» What to work on
1 > Transcribe the part of the Codex Tischendorfianus V article starting at "Codex Tischendorfianus V or" and ending at "the 8th century.".
2 > Pick up the article on Codex Tischendorfianus V where it stops and write what comes next.

Lectionary ℓ 293
- Name: Tischendorfianus V
- Text: Evangelistarium †
- Date: 8th century
- Script: Greek
- Now at: University of Leipzig
- Size: 27.5 cm by 21.5 cm
- Type: Byzantine text-type

= Codex Tischendorfianus V =

Codex Tischendorfianus V or Lectionary 293 (Gregory-Aland), designated by siglum ℓ 293 (in the Gregory-Aland numbering) is a Greek manuscript of the New Testament, on parchment. Palaeographically it has been assigned to the 8th century.
Scrivener labelled it as 190^{e}.

== Description ==

The codex contains lessons from the Gospel of John, Matthew, and Luke (Evangelistarium), on 89 parchment leaves, with some lacunae. It is a palimpsest, the upper and younger text contains lessons from the Book of Psalms. It is dated to the 12th century.

The text is written in Greek uncial letters, in two columns per page, 20 lines per page. The manuscript contains weekday Gospel lessons. It contains music notes.

Pointing dataset excerpts:
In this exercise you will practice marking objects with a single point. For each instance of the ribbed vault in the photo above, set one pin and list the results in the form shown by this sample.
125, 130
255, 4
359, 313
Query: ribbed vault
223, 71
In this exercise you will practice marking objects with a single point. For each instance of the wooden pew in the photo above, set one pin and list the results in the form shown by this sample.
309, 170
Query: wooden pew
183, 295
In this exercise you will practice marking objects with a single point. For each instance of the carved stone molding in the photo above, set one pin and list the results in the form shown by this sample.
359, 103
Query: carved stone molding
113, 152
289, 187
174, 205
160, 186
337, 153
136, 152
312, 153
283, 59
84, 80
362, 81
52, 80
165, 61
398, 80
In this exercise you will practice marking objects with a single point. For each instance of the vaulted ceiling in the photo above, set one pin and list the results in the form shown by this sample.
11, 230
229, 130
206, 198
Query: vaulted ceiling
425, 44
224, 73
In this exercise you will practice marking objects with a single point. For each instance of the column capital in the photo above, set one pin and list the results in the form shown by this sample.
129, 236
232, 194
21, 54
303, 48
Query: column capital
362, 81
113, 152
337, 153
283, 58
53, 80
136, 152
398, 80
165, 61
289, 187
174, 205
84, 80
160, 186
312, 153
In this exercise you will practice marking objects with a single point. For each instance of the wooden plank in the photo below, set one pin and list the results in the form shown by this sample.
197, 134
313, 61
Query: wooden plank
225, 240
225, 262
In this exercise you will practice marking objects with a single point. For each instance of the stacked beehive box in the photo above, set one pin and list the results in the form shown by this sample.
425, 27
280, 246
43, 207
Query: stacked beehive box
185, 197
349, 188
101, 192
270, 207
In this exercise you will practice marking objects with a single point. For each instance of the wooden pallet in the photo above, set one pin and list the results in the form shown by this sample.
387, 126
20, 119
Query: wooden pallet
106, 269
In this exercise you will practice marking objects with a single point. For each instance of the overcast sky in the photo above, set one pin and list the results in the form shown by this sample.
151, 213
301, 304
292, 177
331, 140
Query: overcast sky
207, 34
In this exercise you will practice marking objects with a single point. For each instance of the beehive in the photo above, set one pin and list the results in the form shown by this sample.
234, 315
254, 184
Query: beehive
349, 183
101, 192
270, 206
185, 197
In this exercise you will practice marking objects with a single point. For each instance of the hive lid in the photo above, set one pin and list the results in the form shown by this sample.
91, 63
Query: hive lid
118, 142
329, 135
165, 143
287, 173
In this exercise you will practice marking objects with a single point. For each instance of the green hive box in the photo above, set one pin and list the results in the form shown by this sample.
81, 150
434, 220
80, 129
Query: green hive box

» Outputs by task
1 >
Codex Tischendorfianus V or Lectionary 293 (Gregory-Aland), designated by siglum ℓ 293 (in the Gregory-Aland numbering) is a Greek manuscript of the New Testament, on parchment. Palaeographically it has been assigned to the 8th century.

2 >
== History ==

Scrivener and Gregory dated it to the 8th or 9th century. It has been assigned by the Institute for New Testament Textual Research to the 8th century.

The manuscript was examined by Constantin von Tischendorf in 1843, who gave some extracts from the codex in his Anecdota.

The manuscript was added to the list of New Testament manuscripts by Scrivener (number 190^{e}) and Gregory (number 293^{e}). Gregory saw the manuscript in 1884.

The manuscript is not cited in the critical editions of the Greek New Testament (UBS3).

The codex is housed at the University of Leipzig (Cod. Gr. 3), in Leipzig.

== See also ==

- List of New Testament lectionaries
- Biblical manuscript
- Textual criticism
- Lectionary 292

== Bibliography ==

- C. v. Tischendorf, Anecdota sacra et profana ex Oriente et Occidente allata (1861), pp. XII, 29–34.
- Gregory, Caspar René (1900). "Textkritik des Neuen Testaments"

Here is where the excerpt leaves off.